Look through the data for the string "marker". Copy every line where it is found.

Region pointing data
--
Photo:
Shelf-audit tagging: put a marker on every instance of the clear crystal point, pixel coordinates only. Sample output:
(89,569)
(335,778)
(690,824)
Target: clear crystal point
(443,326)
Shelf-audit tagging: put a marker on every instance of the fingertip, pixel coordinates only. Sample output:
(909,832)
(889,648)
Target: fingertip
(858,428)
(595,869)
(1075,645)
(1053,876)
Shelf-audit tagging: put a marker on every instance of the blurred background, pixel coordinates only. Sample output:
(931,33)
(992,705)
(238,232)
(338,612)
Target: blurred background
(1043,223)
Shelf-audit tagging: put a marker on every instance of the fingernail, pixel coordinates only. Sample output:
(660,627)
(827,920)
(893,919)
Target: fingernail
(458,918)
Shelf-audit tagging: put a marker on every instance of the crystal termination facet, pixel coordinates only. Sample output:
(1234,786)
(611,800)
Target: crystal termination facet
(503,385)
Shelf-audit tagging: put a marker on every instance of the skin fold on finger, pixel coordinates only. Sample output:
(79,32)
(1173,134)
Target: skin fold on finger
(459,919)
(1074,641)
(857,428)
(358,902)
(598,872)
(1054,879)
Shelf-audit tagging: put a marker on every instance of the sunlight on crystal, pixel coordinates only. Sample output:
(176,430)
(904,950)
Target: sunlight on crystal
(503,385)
--
• **SOLUTION FOR THIS TASK**:
Shelf-audit tagging: put a marker on every instance of the clear crystal point, pixel coordinates only. Sample output:
Shelf-audit tagging: put a marker on every instance of the fingertip, pixel coordinates only. Sample output:
Shelf-audit tagging: put a marker on every instance of the blurred background, pixel coordinates only. Sample output:
Shelf-audit tagging: put a marker on every instance of the fingernail, pixel coordinates only. Sample output:
Shelf-audit tagging: put a marker on every instance of the crystal termination facet, pixel coordinates only. Sample output:
Shelf-audit tagging: put a marker on every instance of the skin fold on finger, pixel coordinates only. Sample output:
Shelf-audit tagging: put a marker on every instance of the sunlight on crystal, pixel coordinates only. Sample output:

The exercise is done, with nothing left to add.